Work instructions:
1. In the passage on bats and the MERS coronavirus, change "pandemic" to "outbreak" and give the text between "Scientists have uncovered" and "in Canada, said.", inclusive.
2. Write what comes next in the article about how bats carry the MERS coronavirus without getting sick.

Scientists have uncovered how bats can carry the MERS coronavirus without getting sick, shedding light on what triggers coronaviruses, including the one behind the COVID-19 pandemic, to jump to humans. According to the study, published in the journal Scientific Reports, coronaviruses like the Middle East respiratory syndrome (MERS) virus, and the COVID19-causing SARS-CoV-2 virus, are thought to have originated in bats. While these viruses can cause serious, and often fatal disease in people, bats seem unharmed, the researchers, including those from the University of Saskatchewan (USask) in Canada, said.
"The bats don't get rid of the virus and yet don't get sick. We wanted to understand why the MERS virus doesn't shut down the bat immune responses as it does in humans," said USask microbiologist Vikram Misra.
In the study, the scientists demonstrated that cells from an insect-eating brown bat can be persistently infected with MERS coronavirus for months, due to important adaptations from both the bat and the virus working together.
"Instead of killing bat cells as the virus does with human cells, the MERS coronavirus enters a long-term relationship with the host, maintained by the bat's unique 'super' immune system," said Misra, one of the study's co-authors.

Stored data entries
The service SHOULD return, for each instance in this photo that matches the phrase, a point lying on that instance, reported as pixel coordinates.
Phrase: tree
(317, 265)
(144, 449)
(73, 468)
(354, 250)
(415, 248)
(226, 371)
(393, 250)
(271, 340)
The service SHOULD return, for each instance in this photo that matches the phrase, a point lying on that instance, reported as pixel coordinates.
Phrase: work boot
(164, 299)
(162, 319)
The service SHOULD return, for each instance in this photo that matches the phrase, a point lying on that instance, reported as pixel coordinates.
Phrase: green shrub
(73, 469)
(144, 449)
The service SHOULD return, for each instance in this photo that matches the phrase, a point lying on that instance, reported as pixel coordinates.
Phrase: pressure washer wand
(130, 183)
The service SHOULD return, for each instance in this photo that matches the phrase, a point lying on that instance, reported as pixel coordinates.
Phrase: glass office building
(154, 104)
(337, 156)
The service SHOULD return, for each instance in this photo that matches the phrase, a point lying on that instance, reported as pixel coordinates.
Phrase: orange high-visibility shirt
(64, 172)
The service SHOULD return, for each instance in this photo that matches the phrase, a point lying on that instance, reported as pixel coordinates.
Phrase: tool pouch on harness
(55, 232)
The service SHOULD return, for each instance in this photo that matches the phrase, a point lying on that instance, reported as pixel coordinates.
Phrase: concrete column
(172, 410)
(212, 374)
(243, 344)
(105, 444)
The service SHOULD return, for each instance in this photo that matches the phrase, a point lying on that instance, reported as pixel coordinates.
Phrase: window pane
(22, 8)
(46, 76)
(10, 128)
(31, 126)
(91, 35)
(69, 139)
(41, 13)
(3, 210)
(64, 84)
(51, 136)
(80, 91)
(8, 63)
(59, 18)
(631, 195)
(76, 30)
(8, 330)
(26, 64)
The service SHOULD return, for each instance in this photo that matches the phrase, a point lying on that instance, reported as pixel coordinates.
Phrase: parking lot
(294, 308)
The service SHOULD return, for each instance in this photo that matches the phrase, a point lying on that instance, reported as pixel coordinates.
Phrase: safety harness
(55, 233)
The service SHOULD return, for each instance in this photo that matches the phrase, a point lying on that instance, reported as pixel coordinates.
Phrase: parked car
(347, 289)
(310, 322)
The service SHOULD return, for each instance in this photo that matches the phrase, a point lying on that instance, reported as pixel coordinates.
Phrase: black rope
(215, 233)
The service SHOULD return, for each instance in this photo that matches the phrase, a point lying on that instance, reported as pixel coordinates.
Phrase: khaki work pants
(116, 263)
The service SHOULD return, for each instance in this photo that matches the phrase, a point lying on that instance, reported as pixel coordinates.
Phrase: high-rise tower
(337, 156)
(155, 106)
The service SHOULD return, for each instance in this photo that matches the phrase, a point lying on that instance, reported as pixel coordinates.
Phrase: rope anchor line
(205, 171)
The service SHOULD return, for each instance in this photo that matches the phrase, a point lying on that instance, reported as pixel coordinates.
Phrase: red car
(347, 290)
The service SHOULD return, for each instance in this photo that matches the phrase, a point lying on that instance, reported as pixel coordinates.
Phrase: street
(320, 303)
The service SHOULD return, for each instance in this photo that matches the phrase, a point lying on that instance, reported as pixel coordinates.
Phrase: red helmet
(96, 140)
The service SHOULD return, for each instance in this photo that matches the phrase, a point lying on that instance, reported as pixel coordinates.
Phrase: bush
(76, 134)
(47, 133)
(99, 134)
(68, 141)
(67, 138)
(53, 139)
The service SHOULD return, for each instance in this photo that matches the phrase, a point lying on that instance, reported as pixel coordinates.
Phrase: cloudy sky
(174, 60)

Answer section:
1.
Scientists have uncovered how bats can carry the MERS coronavirus without getting sick, shedding light on what triggers coronaviruses, including the one behind the COVID-19 outbreak, to jump to humans. According to the study, published in the journal Scientific Reports, coronaviruses like the Middle East respiratory syndrome (MERS) virus, and the COVID19-causing SARS-CoV-2 virus, are thought to have originated in bats. While these viruses can cause serious, and often fatal disease in people, bats seem unharmed, the researchers, including those from the University of Saskatchewan (USask) in Canada, said.

2.
"SARS-CoV-2 is thought to operate in the same way," he added.
Stresses on bats, such as wet markets, other diseases, and habitat loss, may have a role in coronavirus spilling over to other species, the study noted.
"When a bat experiences stress to their immune system, it disrupts this immune system-virus balance and allows the virus to multiply," Misra said.
The scientists, involved in the study, had earlier developed a potential treatment for MERS-CoV, and are currently working towards a vaccine against COVID-19.
While camels are the known intermediate hosts of MERS-CoV, they said bats are suspected to be the ancestral host. There is no vaccine for either SARS-CoV-2 or MERS, the researchers noted.
"We see that the MERS coronavirus can very quickly adapt itself to a particular niche, and although we do not completely understand what is going on, this demonstrates how coronaviruses are able to jump from species to species so effortlessly," said USask scientist Darryl Falzarano, who co-led the study.
According to Misra, coronaviruses rapidly adapt to the species they infect, but little is known on the molecular interactions of these viruses with their natural bat hosts.
An earlier study had shown that bat coronaviruses can persist in their natural bat host for at least four months of hibernation.
When exposed to the MERS virus, the researchers said, bat cells adapt, not by producing inflammation-causing proteins that are hallmarks of getting sick, but instead by maintaining a natural antiviral response.
On the contrary, they said this function shuts down in other species, including humans.
The MERS virus, the researchers said, also adapts to the bat host cells by very rapidly mutating one specific gene.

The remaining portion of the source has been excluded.